All records given below must be printed word for word.

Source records
*****

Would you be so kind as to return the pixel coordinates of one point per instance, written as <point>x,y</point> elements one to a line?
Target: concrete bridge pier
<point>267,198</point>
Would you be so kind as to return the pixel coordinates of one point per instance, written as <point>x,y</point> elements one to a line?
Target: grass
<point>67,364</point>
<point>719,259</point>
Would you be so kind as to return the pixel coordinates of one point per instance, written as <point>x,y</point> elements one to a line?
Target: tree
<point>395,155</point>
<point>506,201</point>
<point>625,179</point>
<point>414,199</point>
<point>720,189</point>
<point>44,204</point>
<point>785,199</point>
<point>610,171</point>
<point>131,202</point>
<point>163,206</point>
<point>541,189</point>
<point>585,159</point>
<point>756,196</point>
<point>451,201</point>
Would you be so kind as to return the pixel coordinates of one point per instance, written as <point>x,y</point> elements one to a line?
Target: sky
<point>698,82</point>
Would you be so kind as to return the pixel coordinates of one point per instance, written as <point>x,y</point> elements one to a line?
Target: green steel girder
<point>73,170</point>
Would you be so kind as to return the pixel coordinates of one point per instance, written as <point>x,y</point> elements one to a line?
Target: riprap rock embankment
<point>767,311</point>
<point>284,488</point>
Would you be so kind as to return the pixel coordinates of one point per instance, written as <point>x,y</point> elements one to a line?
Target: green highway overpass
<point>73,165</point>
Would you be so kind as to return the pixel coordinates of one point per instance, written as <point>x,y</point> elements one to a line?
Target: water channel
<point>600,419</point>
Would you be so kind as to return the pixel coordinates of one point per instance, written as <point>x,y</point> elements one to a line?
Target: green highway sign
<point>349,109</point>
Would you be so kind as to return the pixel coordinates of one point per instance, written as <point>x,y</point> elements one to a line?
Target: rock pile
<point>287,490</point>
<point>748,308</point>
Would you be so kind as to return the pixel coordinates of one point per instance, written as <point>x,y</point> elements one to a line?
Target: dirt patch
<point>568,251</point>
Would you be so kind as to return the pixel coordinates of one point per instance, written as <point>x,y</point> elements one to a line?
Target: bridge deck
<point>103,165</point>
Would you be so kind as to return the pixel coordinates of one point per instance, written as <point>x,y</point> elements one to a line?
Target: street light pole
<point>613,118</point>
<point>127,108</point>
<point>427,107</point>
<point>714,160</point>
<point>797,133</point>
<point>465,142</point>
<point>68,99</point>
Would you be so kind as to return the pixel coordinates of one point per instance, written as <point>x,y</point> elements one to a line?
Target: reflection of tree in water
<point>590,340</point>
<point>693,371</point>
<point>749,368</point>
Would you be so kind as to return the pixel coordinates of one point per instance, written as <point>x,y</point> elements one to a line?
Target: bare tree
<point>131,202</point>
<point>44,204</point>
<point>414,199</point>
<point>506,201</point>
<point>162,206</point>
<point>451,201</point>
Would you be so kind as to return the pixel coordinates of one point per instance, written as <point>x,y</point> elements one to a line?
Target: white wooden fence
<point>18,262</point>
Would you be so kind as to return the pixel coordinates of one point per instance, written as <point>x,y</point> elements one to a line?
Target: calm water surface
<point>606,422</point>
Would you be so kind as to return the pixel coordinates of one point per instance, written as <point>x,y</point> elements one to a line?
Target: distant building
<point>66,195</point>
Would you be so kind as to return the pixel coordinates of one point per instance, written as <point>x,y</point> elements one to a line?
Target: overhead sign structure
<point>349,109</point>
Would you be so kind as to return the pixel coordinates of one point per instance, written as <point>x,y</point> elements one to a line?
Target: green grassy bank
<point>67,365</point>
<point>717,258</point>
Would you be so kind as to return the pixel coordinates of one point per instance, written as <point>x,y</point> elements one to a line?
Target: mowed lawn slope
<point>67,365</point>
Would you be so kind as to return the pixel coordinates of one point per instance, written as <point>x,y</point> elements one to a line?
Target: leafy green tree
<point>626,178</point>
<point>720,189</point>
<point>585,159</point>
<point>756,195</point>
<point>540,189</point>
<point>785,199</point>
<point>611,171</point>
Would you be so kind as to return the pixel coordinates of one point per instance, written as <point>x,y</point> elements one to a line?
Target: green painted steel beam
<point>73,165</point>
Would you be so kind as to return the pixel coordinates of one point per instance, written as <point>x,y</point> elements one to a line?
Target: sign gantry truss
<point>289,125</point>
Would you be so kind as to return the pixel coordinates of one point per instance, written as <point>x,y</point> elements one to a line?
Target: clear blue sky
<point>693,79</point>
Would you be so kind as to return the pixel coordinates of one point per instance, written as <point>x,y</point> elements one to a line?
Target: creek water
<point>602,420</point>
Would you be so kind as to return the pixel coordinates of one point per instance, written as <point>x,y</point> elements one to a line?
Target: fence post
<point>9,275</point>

*****

TASK SOLUTION =
Would you be so kind as to return the pixel coordinates of one point per instance, written as <point>x,y</point> elements one to a line?
Target: concrete bridge pier
<point>267,198</point>
Would you be so kind as to return the pixel coordinates of one point per instance, written as <point>x,y</point> elements one to a line?
Target: grass
<point>67,364</point>
<point>719,259</point>
Would you be so kind as to return the pixel coordinates of one point per instance, written as <point>x,y</point> elements one to a line?
Target: tree
<point>395,155</point>
<point>506,201</point>
<point>625,179</point>
<point>414,199</point>
<point>720,189</point>
<point>44,204</point>
<point>785,199</point>
<point>610,171</point>
<point>131,202</point>
<point>163,206</point>
<point>541,189</point>
<point>585,159</point>
<point>756,196</point>
<point>451,201</point>
Would you be so kind as to return the pixel coordinates of one point per instance, written as <point>x,y</point> elements one to a line?
Target: sky
<point>698,82</point>
Would you be so kind as to return the pixel coordinates of one point per instance, written as <point>x,y</point> elements one to a line?
Target: green steel girder
<point>73,170</point>
Would you be so kind as to return the pixel coordinates of one point per instance, written as <point>x,y</point> elements one to a line?
Target: riprap rock embankment
<point>767,311</point>
<point>284,488</point>
Would you be so kind as to return the pixel coordinates of one point per instance, written as <point>x,y</point> elements one to a line?
Target: green highway overpass
<point>73,165</point>
Would you be so kind as to return the pixel coordinates of one point per instance, written as <point>x,y</point> elements one to a line?
Target: water channel
<point>600,419</point>
Would you be so kind as to return the pixel coordinates of one point per instance, written as <point>x,y</point> elements one to a line?
Target: green highway sign
<point>349,109</point>
Would you be so kind as to return the pixel coordinates of one point per instance, written as <point>x,y</point> elements one to a line?
Target: rock pile
<point>287,490</point>
<point>748,308</point>
Would you be so kind as to return the pixel coordinates of one point per instance, written as <point>x,y</point> elements one to a line?
Target: dirt patch
<point>568,251</point>
Would you be so kind as to return the pixel coordinates of one point per instance, written as <point>x,y</point> elements one to a line?
Target: bridge deck
<point>103,165</point>
Would you be so kind as to return the pixel coordinates of one point per instance, written as <point>x,y</point> elements one to a line?
Target: street light pole
<point>613,118</point>
<point>127,108</point>
<point>427,107</point>
<point>714,160</point>
<point>797,133</point>
<point>465,142</point>
<point>68,99</point>
Would you be so kind as to return the pixel coordinates of one point per instance, written as <point>x,y</point> elements one to a line?
Target: reflection of tree in water
<point>590,340</point>
<point>693,371</point>
<point>749,368</point>
Would you be so kind as to return the pixel coordinates of one point per instance, written as <point>x,y</point> elements one to a line?
Target: bare tree
<point>131,202</point>
<point>44,204</point>
<point>414,199</point>
<point>506,201</point>
<point>162,206</point>
<point>451,201</point>
Would you be so kind as to return the pixel coordinates of one point per instance, written as <point>x,y</point> elements one to a line?
Target: white wooden fence
<point>18,262</point>
Would you be so kind as to return the pixel coordinates of one point per instance, written as <point>x,y</point> elements one to a line?
Target: calm water surface
<point>606,422</point>
Would you be so kind as to return the pixel coordinates of one point per instance, written as <point>x,y</point> elements one to a line?
Target: distant building
<point>66,195</point>
Would you be so kind as to return the pixel coordinates of one point per instance, written as <point>x,y</point> elements one to a line?
Target: overhead sign structure
<point>349,109</point>
Would you be so kind as to return the pixel coordinates of one point per instance, written as <point>x,y</point> elements one to a line?
Target: green grassy bank
<point>67,365</point>
<point>717,258</point>
Would you be so kind as to return the pixel coordinates of one point per instance, written as <point>x,y</point> elements one to a line?
Target: mowed lawn slope
<point>67,365</point>
Would you be so kind as to return the pixel coordinates of one point per instance, written as <point>x,y</point> elements one to a line?
Target: leafy green tree
<point>626,178</point>
<point>720,189</point>
<point>585,159</point>
<point>756,195</point>
<point>540,189</point>
<point>785,199</point>
<point>611,171</point>
Would you be so kind as to return the pixel coordinates of one point per instance, written as <point>x,y</point> elements one to a line?
Target: green painted steel beam
<point>73,165</point>
Would you be so kind as to return the pixel coordinates of one point per instance, written as <point>x,y</point> elements one to a line?
Target: sign gantry truss
<point>289,125</point>
Would you be so kind as to return the pixel coordinates of one point per instance, written as <point>x,y</point> elements one to a line?
Target: clear blue sky
<point>693,79</point>
Would you be so kind as to return the pixel coordinates of one point per instance, written as <point>x,y</point> elements one to a line?
Target: creek water
<point>602,420</point>
Would you be so kind as to return the pixel coordinates of one point per instance, written as <point>x,y</point> elements one to a line?
Target: fence post
<point>9,275</point>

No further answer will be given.